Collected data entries
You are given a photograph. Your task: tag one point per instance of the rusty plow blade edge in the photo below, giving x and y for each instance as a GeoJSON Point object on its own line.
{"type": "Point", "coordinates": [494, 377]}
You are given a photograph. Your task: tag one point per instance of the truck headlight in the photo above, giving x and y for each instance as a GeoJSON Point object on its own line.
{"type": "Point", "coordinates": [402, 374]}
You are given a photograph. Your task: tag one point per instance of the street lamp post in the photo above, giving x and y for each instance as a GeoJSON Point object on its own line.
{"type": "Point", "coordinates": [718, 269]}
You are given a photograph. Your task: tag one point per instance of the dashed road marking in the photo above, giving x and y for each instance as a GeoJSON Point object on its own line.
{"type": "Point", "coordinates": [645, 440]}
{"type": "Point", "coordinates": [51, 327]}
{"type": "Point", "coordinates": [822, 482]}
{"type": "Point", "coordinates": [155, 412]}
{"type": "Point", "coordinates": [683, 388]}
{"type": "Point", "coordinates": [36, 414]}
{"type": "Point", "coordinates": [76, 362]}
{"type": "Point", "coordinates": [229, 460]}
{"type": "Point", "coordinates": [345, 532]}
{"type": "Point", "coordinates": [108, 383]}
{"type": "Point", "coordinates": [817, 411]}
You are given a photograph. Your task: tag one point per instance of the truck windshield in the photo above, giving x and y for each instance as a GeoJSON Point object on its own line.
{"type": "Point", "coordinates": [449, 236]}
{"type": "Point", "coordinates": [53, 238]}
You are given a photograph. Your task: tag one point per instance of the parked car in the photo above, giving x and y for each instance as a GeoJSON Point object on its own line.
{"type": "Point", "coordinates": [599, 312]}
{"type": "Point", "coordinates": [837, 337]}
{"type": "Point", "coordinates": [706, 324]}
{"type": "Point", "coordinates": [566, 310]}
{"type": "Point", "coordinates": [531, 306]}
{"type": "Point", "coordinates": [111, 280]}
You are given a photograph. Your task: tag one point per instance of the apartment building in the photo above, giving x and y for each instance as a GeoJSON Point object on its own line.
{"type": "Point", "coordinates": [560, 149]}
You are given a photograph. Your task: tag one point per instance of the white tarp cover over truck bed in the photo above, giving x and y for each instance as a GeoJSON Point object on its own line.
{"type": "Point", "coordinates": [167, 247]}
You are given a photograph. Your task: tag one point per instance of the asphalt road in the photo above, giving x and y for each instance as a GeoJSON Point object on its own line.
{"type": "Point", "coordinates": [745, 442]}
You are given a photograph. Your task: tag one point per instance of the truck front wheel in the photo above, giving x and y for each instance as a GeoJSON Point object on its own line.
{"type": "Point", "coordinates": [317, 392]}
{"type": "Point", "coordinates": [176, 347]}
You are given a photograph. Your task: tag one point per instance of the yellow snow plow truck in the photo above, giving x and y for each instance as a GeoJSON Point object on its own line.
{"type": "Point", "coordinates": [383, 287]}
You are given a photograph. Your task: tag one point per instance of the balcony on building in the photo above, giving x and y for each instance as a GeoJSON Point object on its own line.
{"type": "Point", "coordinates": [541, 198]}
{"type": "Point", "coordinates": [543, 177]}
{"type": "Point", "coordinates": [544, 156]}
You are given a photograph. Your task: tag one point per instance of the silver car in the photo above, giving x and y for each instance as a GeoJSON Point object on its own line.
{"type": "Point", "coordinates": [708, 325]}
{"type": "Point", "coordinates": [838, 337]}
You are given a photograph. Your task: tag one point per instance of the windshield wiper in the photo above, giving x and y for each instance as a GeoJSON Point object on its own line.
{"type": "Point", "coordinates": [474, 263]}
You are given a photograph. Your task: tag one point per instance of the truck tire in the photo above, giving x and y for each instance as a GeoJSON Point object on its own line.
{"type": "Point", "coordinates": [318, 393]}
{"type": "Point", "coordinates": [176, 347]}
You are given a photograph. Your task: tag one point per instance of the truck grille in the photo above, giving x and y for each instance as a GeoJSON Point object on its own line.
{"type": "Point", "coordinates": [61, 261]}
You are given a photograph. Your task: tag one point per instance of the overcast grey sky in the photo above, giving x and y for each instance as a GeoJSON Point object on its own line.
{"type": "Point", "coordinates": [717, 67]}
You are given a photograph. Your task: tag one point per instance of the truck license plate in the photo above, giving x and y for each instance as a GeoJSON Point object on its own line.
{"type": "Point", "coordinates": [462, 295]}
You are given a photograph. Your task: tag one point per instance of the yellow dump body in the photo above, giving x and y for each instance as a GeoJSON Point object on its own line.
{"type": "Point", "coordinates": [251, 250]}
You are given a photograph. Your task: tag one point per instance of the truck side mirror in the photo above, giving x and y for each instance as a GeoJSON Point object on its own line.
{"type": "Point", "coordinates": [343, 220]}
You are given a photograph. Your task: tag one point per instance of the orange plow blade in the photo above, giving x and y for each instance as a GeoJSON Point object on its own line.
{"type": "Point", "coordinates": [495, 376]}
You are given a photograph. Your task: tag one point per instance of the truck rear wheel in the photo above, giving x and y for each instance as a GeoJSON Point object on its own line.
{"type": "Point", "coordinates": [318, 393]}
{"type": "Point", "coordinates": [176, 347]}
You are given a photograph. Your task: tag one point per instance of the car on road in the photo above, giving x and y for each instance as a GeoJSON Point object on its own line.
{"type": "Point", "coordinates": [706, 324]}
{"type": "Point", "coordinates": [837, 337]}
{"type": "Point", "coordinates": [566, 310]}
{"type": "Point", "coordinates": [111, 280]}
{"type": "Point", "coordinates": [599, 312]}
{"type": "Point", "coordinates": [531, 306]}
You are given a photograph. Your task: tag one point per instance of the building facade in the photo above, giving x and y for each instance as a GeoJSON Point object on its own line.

### Aim of the task
For this exercise, the records above must be returned exactly.

### Solved exercise
You are given a photograph. Your task: tag one point per instance of the rusty plow blade edge in the photo below, giving x and y for each instance as a GeoJSON Point object on its own line.
{"type": "Point", "coordinates": [494, 377]}
You are given a photograph. Your task: tag one point per instance of the truck headlight in the photo above, giving x and y for each instance as a GeoJSON Point object on its own line.
{"type": "Point", "coordinates": [402, 374]}
You are given a photograph. Your task: tag one point per instance of the street lamp post in the photo above, giving x and y for each instance as a GeoJSON Point object on its own line.
{"type": "Point", "coordinates": [718, 269]}
You are given a photograph. Your task: tag one point per instance of the dashed road marking in the photo above, giving x and y for each instance as a GeoJSON Point object on its own line.
{"type": "Point", "coordinates": [645, 440]}
{"type": "Point", "coordinates": [51, 327]}
{"type": "Point", "coordinates": [822, 482]}
{"type": "Point", "coordinates": [155, 412]}
{"type": "Point", "coordinates": [683, 388]}
{"type": "Point", "coordinates": [36, 414]}
{"type": "Point", "coordinates": [76, 362]}
{"type": "Point", "coordinates": [229, 460]}
{"type": "Point", "coordinates": [345, 532]}
{"type": "Point", "coordinates": [108, 383]}
{"type": "Point", "coordinates": [817, 411]}
You are given a photograph. Your task: tag one point per instance of the truck windshield in the photo above, giving x and y for each instance as a GeoJSON Point object on its own line.
{"type": "Point", "coordinates": [449, 236]}
{"type": "Point", "coordinates": [53, 238]}
You are given a photograph. Your task: tag one point per instance of the parked car in the photo above, giving x and y for each instance as a GeoJSON Point object on its own line.
{"type": "Point", "coordinates": [599, 312]}
{"type": "Point", "coordinates": [837, 337]}
{"type": "Point", "coordinates": [706, 324]}
{"type": "Point", "coordinates": [566, 310]}
{"type": "Point", "coordinates": [531, 306]}
{"type": "Point", "coordinates": [111, 280]}
You are given a photograph. Your task: tag one point per instance of the apartment building in the photo above, giving x and y for each instance as a GeoJSON Point object on its own line.
{"type": "Point", "coordinates": [560, 149]}
You are given a photograph. Your task: tag one point per instance of the white tarp cover over truck bed in the photo above, giving x and y for each instance as a GeoJSON Point object on its own line.
{"type": "Point", "coordinates": [167, 247]}
You are given a photograph. Your task: tag one point per instance of the asphalt road in the photo above, giving x and y for each instance as a GeoJSON Point object on its own line.
{"type": "Point", "coordinates": [745, 442]}
You are given a photograph. Your task: tag one point per instance of the truck front wheel in the photo above, giving x and y for each instance as a GeoJSON Point object on its own line.
{"type": "Point", "coordinates": [317, 392]}
{"type": "Point", "coordinates": [176, 347]}
You are given a photograph. Your task: tag one point per instance of the yellow snow plow truck in the photo above, giving x and y for each instance as a GeoJSON Point object on its own line.
{"type": "Point", "coordinates": [383, 287]}
You are given a photograph. Your task: tag one point per instance of the balcony on building in the photo above, giving x and y for each instance as a GeoJSON Point object on its own line.
{"type": "Point", "coordinates": [541, 198]}
{"type": "Point", "coordinates": [543, 177]}
{"type": "Point", "coordinates": [544, 156]}
You are given a photograph. Your task: tag one point per instance of the silver car in the photo above, giving x and y for each instance as a GeoJSON Point object on its own line.
{"type": "Point", "coordinates": [708, 325]}
{"type": "Point", "coordinates": [838, 337]}
You are given a photograph. Your task: tag one point per instance of the windshield wiper in the photo above, giving x and y for each instance as a GeoJSON Point object on its own line.
{"type": "Point", "coordinates": [474, 263]}
You are given a photograph. Your task: tag one point per instance of the truck tire in the photo above, giving x and y for each instance as a GeoJSON Point object on its own line.
{"type": "Point", "coordinates": [318, 393]}
{"type": "Point", "coordinates": [176, 347]}
You are given a photograph. Your task: tag one point per instance of the truck grille in the photo above, giving x and y for each instance as a GeoJSON Point object on its own line.
{"type": "Point", "coordinates": [61, 261]}
You are given a photograph. Your task: tag one point per instance of the overcast grey sky in the photo above, giving x and y for each instance as a GeoJSON Point object on its own line.
{"type": "Point", "coordinates": [717, 67]}
You are given a photograph. Your task: tag one point per instance of the truck license plate in the photo above, giving x and y for each instance as a GeoJSON Point object on its own line.
{"type": "Point", "coordinates": [462, 295]}
You are given a photograph. Your task: tag one point per instance of the yellow dump body in the photo above, giving x and y for each instance as a GeoJSON Point object on its own line.
{"type": "Point", "coordinates": [251, 250]}
You are given a photograph. Your task: tag one point per instance of the truck side mirror in the photo above, giving x and y for each instance as a GeoJSON Point object on its own line.
{"type": "Point", "coordinates": [343, 220]}
You are given a photograph. Your task: tag one point per instance of the orange plow blade in the photo above, giving x and y for each instance as a GeoJSON Point object on its own line.
{"type": "Point", "coordinates": [495, 376]}
You are given a photograph. Your task: tag one point per instance of the truck rear wheel in the photo above, giving x and y for each instance as a GeoJSON Point object on its own line.
{"type": "Point", "coordinates": [318, 393]}
{"type": "Point", "coordinates": [176, 347]}
You are given a photograph. Your task: tag one point per instance of the car on road in the photo above, giving x and y for each instance as a GeoJSON Point object on its own line.
{"type": "Point", "coordinates": [706, 324]}
{"type": "Point", "coordinates": [837, 337]}
{"type": "Point", "coordinates": [566, 310]}
{"type": "Point", "coordinates": [111, 280]}
{"type": "Point", "coordinates": [599, 312]}
{"type": "Point", "coordinates": [531, 306]}
You are given a photograph. Your task: tag one point per instance of the building facade in the photo above, giving x and y for each instance as a GeoJSON Point object on its own line.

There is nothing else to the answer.